(Natural language region descriptions)

───

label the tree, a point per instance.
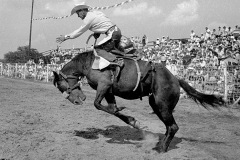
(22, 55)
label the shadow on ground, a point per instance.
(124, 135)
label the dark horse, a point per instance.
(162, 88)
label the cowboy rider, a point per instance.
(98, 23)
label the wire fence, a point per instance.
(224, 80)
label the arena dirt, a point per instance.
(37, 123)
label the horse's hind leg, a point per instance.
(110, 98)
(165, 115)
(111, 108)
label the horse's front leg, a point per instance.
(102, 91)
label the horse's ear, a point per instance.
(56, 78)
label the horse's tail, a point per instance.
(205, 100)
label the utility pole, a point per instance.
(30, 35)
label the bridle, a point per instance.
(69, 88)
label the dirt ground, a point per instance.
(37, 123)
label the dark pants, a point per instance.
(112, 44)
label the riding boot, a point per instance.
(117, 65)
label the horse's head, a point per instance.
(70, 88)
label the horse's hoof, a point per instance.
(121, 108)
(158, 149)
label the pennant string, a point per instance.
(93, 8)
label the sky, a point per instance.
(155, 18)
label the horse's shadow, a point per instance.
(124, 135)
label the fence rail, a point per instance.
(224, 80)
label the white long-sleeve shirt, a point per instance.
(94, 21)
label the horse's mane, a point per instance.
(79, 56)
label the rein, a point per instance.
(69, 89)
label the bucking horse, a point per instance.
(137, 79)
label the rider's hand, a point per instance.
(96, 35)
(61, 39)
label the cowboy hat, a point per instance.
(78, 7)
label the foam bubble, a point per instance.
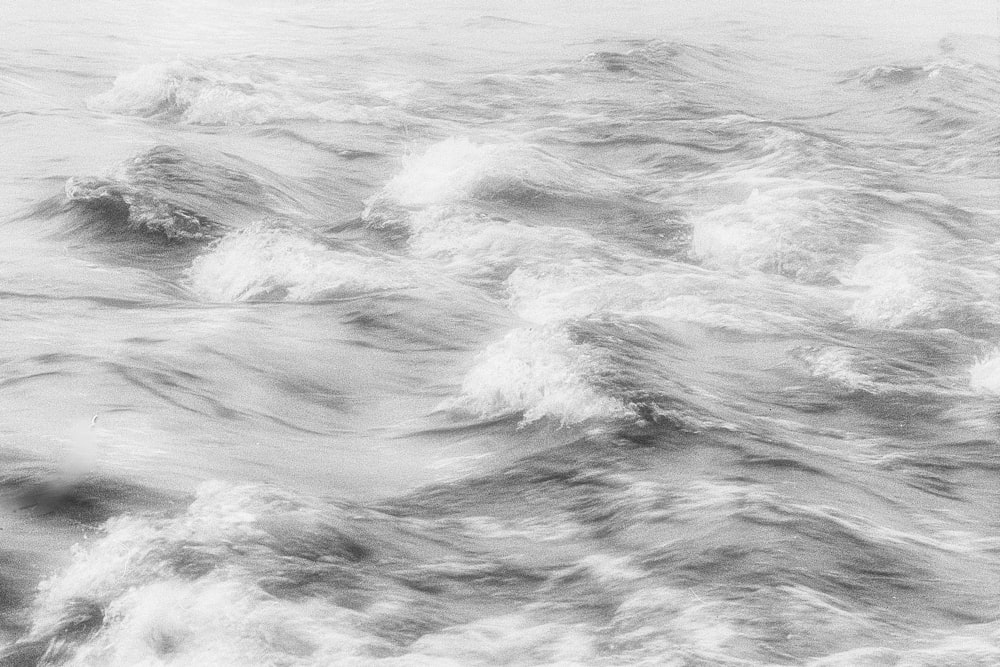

───

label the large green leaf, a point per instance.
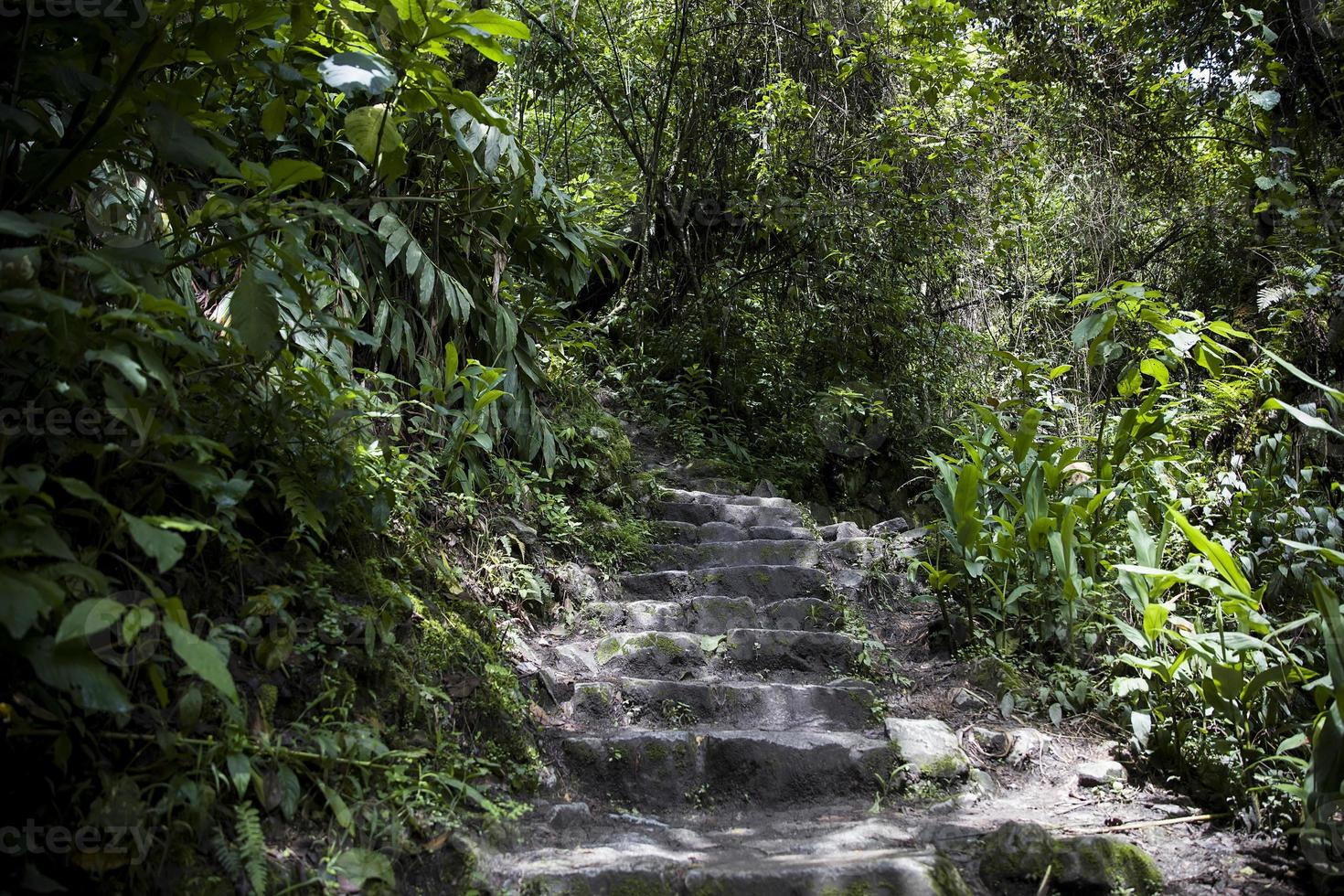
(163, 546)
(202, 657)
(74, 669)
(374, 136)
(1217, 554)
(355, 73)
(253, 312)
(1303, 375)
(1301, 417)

───

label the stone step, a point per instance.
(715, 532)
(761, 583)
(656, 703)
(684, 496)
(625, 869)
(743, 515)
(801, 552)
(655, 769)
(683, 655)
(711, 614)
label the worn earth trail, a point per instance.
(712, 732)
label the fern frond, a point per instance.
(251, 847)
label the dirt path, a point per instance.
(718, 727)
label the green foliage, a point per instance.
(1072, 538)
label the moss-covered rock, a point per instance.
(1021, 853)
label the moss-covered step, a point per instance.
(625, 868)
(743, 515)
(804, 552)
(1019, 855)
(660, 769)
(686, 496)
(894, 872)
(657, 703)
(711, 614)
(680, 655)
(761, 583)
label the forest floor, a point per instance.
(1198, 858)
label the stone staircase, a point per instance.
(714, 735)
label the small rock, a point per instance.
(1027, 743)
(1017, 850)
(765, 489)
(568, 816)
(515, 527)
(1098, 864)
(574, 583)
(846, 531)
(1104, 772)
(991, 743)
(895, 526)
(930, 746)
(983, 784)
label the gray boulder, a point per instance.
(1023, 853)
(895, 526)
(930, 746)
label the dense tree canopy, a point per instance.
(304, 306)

───

- _Your goal_:
What are the lines above, starting at the one with "label the bucking" and ending at the one with "label the foam bubble, a point per instance."? Give them again exactly, and only them.

- _Output of the task_:
label the bucking horse, a point per instance.
(137, 79)
label the rider's hand, a point per instance.
(96, 35)
(61, 39)
label the cowboy hat, a point per instance.
(78, 7)
label the foam bubble, a point per instance.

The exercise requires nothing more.